■ Trecho da fonte ■

▼

TEMPO DO ADVENTO. SEGUNDA SEMANA. TERÇA-FEIRA

– Confissão dos pecados e propósito de emenda. Confissão individual, auricular e completa.
– Diante do próprio Jesus Cristo. Confissão freqüente.
– Cada confissão, um bem para toda a Igreja. A Comunhão dos Santos e o sacramento da Penitência.

I. UMA VOZ CLAMA no deserto: preparai um caminho para o Senhor, aplainai na estepe um caminho para o nosso Deus. Todo o vale seja preenchido; todo o monte ou outeiro, rebaixado; o solo eriçado mude-se em plano, e as escabrosidades em solo liso1.

O melhor modo de prepararmos a alma para o Senhor que chega é prepararmos muito bem as nossas confissões. A necessidade deste sacramento, fonte de graça e misericórdia ao longo de toda a nossa vida, manifesta-se especialmente neste tempo em que a liturgia da Igreja nos anima a esperar o Natal. Ela nos ajuda a rezar pedindo: Ó Deus, que enviastes a este mundo o vosso Unigênito para libertar da antiga escravidão o gênero humano, concedei que cheguem à verdadeira liberdade aqueles que esperam a vossa misericórdia2.

A Confissão é também, com a Sagrada Eucaristia, o sacramento que nos prepara para o encontro definitivo com Cristo no final da nossa existência. Toda a nossa vida é um contínuo advento, uma espera do último instante para o qual não deixamos de preparar-nos dia após dia. Consola-nos pensar que é o próprio Senhor quem deseja ardentemente que estejamos com Ele na nova terra e no novo céu que nos preparou3.

Cada confissão bem feita é um impulso que recebemos de Deus para continuar a caminhar, sem desânimos, sem tristezas, livres das nossas misérias.

E Cristo nos diz novamente: Tem confiança, os teus pecados te são perdoados4; volta a começar… É Ele próprio quem nos perdoa depois da humilde manifestação das nossas culpas. Confessamos os nossos pecados “ao próprio Deus, ainda que quem os escuta no confessionário seja o homem-sacerdote. Este homem é o humilde e fiel servidor desse grande mistério que se realiza entre o filho que retorna e o Pai”5.

“As causas do mal não devem ser procuradas no exterior do homem, mas sobretudo no interior do seu coração. E o seu remédio também parte do coração. Por conseguinte, os cristãos, mediante a sinceridade no seu empenho por converter-se, devem insurgir-se contra o achatamento do homem e proclamar com a sua própria vida a alegria da verdadeira libertação do pecado […] mediante um sincero arrependimento, um firme propósito de emenda e uma firme confissão das culpas”6.

Para aqueles que caíram em pecado mortal depois de batizados, este sacramento é tão necessário para a salvação como o é o Batismo para os que ainda não foram regenerados para a vida sobrenatural: “É o meio de saciar o homem com a justiça que provém do próprio Redentor”7. E é tal a sua importância para a Igreja que “os sacerdotes podem ver-se obrigados a adiar ou mesmo deixar outras atividades por falta de tempo, mas nunca o confessionário”8.

▲

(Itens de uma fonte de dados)
▼

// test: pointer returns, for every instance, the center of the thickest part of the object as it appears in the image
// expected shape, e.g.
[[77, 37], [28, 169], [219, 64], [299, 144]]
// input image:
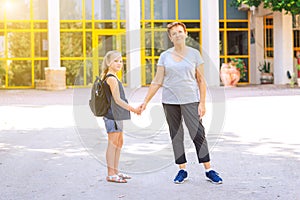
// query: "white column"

▲

■ Tarefas a realizar ■
a) Diga se cada afirmação concorda com o texto sobre a confissão. Para cada uma, responda sim ou não e cite literalmente as palavras do texto que decidem: (i) a Confissão, junto com a Eucaristia, prepara para o encontro definitivo com Cristo; (ii) por falta de tempo, os sacerdotes podem deixar o confessionário; (iii) as causas do mal devem ser procuradas sobretudo fora do homem.
b) No texto sobre a confissão, a frase que começa por "Todo o vale" pede mudanças no terreno. Liste todas elas.
c) Retome o texto sobre a confissão a partir do ponto em que ele termina e continue no mesmo tom.
Os registros são um material à parte e não têm relação com o texto sobre a confissão.

■ Em resposta ■
a)
(i) Sim: "A Confissão é também, com a Sagrada Eucaristia, o sacramento que nos prepara para o encontro definitivo com Cristo no final da nossa existência."
(ii) Não: "os sacerdotes podem ver-se obrigados a adiar ou mesmo deixar outras atividades por falta de tempo, mas nunca o confessionário"
(iii) Não: "As causas do mal não devem ser procuradas no exterior do homem, mas sobretudo no interior do seu coração."

b)
- todo o vale seja preenchido
- todo o monte ou outeiro, rebaixado
- o solo eriçado mude-se em plano
- as escabrosidades em solo liso

c)
Todos os pecados mortais cometidos depois do batismo, bem como as circunstâncias que modifiquem a sua espécie, devem passar pelo tribunal da Penitência, numa confissão auricular e secreta, com absolvição individual.

O Santo Padre pede-nos que façamos tudo o que estiver ao nosso alcance “para ajudar a comunidade eclesial a apreciar plenamente o valor da confissão individual como um encontro pessoal com o Salvador misericordioso que nos ama, e a ser fiel às diretrizes da Igreja num assunto de tanta importância”9.

“Não podemos esquecer que a conversão é um ato interior de especial profundidade, em que o homem não pode ser substituído por outros, não pode fazer-se representar pela comunidade”10.

II. ALÉM DE SER completa no que se refere aos pecados graves, a confissão tem de ser sobrenatural: conscientes de que vamos pedir perdão ao próprio Deus, a quem ofendemos, pois todos os pecados, incluídos aqueles que se referem aos nossos irmãos, são ofensa direta a Deus.

A confissão feita com sentido sobrenatural é um verdadeiro ato de amor a Deus. Ouve-se na intimidade da alma a voz do próprio Cristo que diz, como a Pedro: Simão, filho de João, tu me amas? E com as mesmas palavras deste Apóstolo podemos também nós dizer-lhe: Domine, tu omnia nosti, tu scis quia amo te11, Senhor, Tu sabes todas as coisas, Tu sabes que eu te amo…, apesar de tudo.

Depois do pecado mortal, a maior desgraça que nos pode acontecer é o pecado venial, pois nos priva de muitas graças atuais.

Cada pequena infidelidade é um grande tesouro perdido: diminui o fervor da caridade; aumenta as dificuldades na prática das virtudes, que cada vez nos hão de parecer mais inacessíveis; e inclina ao pecado mortal, que acabará por chegar se não se reage com prontidão.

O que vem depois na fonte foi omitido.